Recorded data:
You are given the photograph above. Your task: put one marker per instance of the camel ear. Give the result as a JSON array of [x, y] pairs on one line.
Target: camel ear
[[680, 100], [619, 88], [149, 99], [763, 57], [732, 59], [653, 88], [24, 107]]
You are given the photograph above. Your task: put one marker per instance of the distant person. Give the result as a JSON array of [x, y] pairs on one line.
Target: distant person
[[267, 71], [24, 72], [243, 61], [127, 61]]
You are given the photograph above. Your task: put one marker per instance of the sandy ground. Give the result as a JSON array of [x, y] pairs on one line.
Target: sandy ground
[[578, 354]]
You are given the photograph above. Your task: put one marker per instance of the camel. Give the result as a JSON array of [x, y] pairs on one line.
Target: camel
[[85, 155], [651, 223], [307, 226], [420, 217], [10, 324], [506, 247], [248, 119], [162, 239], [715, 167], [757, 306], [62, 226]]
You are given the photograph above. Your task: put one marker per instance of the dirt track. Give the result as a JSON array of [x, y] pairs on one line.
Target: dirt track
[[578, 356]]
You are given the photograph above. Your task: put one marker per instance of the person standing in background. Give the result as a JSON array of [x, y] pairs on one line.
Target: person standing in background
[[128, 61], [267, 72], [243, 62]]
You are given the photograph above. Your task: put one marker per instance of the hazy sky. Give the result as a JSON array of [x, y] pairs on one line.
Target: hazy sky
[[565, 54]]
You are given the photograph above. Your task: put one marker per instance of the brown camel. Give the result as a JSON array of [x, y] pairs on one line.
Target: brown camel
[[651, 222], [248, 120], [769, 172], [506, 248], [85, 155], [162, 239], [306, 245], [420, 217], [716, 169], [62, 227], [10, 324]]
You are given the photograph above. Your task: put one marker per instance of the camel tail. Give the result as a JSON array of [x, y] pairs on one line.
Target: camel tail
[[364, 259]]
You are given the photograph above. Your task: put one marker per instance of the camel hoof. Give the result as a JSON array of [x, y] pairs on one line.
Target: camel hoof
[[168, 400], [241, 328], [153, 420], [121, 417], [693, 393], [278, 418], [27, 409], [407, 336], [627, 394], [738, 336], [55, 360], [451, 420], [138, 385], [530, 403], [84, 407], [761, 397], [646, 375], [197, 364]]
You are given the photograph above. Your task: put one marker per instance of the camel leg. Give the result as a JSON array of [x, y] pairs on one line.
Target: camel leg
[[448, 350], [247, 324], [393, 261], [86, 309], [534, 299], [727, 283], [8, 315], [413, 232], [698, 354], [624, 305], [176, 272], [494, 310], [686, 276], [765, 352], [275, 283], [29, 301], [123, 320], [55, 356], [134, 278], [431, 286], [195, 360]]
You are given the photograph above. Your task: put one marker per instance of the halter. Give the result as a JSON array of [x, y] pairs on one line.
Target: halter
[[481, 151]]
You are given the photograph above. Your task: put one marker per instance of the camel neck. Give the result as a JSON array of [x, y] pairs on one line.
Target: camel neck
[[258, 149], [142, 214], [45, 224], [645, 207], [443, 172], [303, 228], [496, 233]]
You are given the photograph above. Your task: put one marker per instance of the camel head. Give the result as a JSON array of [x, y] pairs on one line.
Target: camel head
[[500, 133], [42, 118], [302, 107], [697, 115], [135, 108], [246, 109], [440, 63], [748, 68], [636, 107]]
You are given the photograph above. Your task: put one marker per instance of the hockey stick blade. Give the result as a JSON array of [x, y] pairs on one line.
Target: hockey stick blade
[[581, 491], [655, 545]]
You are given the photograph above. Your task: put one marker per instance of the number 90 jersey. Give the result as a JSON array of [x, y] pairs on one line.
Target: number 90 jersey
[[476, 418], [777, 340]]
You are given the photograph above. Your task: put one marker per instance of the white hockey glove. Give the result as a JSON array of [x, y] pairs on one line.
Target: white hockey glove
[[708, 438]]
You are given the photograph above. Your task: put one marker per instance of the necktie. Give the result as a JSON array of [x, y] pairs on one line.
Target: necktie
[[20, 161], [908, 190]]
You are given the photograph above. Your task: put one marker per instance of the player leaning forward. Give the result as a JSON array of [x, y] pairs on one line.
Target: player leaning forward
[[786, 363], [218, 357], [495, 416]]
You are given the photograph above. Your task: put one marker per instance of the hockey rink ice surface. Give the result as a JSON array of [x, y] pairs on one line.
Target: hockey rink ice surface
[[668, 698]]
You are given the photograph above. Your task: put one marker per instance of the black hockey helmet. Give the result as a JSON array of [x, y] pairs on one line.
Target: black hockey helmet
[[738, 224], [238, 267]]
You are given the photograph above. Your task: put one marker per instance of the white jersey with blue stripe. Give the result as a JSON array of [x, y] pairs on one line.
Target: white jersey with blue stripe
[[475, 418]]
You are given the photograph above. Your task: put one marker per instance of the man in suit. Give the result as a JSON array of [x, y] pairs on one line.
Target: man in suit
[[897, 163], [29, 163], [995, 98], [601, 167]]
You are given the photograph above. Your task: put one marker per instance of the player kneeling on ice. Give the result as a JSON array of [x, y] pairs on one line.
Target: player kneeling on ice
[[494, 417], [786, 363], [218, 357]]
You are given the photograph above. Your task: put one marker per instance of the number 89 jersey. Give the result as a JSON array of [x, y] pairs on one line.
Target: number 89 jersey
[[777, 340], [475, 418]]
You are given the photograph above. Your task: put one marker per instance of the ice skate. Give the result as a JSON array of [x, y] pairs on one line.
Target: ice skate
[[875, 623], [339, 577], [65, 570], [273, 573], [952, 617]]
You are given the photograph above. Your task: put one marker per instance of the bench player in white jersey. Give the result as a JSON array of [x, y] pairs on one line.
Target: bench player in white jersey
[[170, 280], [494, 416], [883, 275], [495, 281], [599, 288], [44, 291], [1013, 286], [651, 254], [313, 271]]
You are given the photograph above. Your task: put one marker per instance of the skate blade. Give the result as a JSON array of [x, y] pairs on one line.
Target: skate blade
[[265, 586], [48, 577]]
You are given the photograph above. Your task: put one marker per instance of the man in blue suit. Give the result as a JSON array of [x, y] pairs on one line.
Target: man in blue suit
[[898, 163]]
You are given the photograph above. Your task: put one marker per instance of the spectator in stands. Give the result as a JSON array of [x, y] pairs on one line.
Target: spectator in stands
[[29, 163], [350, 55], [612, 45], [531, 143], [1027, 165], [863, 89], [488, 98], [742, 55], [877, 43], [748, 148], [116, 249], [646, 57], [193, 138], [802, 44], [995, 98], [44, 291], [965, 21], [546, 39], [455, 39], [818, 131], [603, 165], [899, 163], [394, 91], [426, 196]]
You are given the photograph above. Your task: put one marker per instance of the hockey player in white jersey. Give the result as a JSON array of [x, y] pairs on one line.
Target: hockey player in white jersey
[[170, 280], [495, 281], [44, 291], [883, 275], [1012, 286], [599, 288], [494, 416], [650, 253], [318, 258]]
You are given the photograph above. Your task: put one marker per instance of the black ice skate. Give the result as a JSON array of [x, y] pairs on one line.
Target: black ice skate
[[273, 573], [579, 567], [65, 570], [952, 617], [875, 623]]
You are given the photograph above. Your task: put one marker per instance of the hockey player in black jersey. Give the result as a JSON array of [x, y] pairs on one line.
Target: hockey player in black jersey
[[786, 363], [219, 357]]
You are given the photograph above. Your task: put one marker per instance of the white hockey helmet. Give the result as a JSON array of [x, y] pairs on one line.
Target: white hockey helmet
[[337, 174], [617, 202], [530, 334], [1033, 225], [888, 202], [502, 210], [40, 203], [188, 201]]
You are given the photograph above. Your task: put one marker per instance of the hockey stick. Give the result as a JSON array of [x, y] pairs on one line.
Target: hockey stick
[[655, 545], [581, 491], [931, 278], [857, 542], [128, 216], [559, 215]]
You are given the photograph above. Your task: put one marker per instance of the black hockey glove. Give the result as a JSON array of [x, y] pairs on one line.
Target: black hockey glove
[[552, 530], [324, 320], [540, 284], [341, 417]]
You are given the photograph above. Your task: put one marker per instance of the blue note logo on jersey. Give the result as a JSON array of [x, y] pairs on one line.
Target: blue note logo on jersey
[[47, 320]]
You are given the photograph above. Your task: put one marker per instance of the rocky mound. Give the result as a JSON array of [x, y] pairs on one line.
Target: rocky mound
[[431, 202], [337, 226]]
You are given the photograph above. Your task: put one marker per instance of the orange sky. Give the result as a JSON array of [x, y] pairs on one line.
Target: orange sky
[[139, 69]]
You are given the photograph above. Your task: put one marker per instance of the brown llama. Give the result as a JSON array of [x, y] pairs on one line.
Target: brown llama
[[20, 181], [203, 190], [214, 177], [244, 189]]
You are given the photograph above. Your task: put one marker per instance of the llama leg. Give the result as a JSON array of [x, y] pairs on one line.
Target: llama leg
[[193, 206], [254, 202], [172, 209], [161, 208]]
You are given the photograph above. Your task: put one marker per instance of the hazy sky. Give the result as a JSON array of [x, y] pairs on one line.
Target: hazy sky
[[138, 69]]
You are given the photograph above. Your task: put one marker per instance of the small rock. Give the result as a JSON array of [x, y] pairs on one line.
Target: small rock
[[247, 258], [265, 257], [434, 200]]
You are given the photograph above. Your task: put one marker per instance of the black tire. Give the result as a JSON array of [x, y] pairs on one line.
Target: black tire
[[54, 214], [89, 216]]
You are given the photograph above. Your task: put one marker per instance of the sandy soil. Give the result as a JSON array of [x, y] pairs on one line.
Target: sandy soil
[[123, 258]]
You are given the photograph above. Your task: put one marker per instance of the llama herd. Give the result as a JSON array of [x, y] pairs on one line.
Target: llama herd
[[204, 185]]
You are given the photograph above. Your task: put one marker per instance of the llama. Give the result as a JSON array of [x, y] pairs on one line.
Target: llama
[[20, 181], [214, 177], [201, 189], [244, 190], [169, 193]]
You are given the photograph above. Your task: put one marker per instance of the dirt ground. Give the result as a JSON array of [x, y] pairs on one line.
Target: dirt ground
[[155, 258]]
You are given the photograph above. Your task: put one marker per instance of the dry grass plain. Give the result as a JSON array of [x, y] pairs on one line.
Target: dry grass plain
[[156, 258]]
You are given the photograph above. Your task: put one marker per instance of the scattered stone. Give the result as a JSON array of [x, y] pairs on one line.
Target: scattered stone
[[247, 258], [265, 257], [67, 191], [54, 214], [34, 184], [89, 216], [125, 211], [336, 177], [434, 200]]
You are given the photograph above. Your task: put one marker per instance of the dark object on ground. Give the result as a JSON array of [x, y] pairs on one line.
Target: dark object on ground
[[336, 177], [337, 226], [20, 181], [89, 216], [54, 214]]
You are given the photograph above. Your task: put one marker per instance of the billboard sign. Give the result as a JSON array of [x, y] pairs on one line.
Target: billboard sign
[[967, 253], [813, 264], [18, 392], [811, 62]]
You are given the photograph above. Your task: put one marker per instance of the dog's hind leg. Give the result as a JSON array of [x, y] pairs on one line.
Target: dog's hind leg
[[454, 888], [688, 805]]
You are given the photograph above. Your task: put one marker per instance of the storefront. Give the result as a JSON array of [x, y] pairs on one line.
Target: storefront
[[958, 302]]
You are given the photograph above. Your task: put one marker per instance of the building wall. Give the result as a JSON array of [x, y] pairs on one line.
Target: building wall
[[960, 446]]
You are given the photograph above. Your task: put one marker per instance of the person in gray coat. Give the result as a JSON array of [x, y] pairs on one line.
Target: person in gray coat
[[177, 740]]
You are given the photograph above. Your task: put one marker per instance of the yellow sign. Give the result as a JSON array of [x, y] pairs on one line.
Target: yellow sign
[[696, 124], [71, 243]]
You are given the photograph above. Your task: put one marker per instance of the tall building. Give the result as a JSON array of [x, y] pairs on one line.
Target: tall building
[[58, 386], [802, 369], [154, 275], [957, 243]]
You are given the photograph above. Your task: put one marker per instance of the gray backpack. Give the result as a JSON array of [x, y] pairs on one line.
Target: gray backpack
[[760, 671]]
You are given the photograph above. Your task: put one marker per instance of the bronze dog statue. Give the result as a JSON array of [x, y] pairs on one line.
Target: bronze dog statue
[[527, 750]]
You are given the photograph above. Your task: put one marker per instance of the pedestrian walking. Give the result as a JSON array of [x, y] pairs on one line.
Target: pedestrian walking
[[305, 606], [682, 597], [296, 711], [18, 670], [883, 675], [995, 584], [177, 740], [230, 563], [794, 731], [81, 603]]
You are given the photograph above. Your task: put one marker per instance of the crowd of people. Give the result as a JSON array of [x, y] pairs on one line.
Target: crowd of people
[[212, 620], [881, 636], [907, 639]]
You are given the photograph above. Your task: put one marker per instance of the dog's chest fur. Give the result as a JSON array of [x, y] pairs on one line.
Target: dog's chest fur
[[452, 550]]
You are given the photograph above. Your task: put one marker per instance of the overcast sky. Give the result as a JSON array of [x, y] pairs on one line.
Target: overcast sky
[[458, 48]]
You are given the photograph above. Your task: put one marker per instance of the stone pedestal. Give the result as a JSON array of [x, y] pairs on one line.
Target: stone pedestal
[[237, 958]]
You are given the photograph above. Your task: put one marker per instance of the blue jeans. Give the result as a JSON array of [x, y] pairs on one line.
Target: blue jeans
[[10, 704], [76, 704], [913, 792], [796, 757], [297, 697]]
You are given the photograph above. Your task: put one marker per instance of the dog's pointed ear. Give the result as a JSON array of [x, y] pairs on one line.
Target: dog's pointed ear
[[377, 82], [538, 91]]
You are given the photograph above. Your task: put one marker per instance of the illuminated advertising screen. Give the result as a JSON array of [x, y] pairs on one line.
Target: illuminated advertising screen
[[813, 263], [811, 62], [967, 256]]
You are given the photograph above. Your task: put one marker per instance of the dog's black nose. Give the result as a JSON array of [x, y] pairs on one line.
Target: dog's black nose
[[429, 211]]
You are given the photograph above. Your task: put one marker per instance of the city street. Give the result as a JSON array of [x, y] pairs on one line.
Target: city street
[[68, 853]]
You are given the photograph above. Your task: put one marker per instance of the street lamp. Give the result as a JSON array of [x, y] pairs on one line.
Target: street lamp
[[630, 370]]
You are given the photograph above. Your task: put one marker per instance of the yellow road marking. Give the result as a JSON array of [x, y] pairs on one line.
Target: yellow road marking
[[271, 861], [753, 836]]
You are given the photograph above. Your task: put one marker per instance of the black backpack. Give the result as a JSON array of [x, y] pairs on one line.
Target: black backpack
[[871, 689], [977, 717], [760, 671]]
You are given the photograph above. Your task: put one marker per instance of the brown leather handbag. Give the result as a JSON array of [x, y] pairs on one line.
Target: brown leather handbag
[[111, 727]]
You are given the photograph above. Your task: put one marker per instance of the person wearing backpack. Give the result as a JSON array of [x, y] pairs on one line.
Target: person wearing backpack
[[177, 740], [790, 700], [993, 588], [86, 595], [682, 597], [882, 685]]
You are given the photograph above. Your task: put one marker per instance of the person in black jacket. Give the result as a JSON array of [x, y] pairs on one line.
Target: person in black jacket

- _Short problem_
Copy out every line from the one containing "of the city" to the end of the material, both ends included.

- _Exercise response_
You are given the photograph above. Your task: put one marker per instance of the city street. Give the result as a JSON array of [x, y] pairs on one line.
Target: city street
[[68, 853]]
You are given the photograph above. Your task: put one marker per instance of the street lamp. Give the result as a JSON array of [x, y] pairs on one line.
Target: street lamp
[[630, 370]]
You are given the photograph above. Your task: put one marker per instance of the yellow road marking. Give the result as a JSON array of [x, y] pairs on one line.
Target: yellow road marking
[[271, 861], [753, 836]]
You are given the photograph above. Your task: put one marker per instance of the black backpack. Give the result as a JSON array of [x, y] pairs on one line.
Target: black backpack
[[871, 689], [977, 717], [760, 671]]
You are given the photograph above. Your task: put one marker per instance of the brown leather handbag. Give the result as a JSON array of [x, y] pairs on one line.
Target: brown leather handbag
[[111, 727]]
You are given the photograph above. Your task: put one marker per instance of the person wearing backpack. Give the result as a JSON array of [x, y] pairs on one line.
Target: person wearing backpack
[[177, 740], [790, 700], [993, 588], [86, 595], [682, 597], [882, 685]]
You are given the photograph above. Your task: put one marker per instance of the person in black jacket. Give the result as a JSON array of [x, y] pairs on one line.
Target: person in black jacket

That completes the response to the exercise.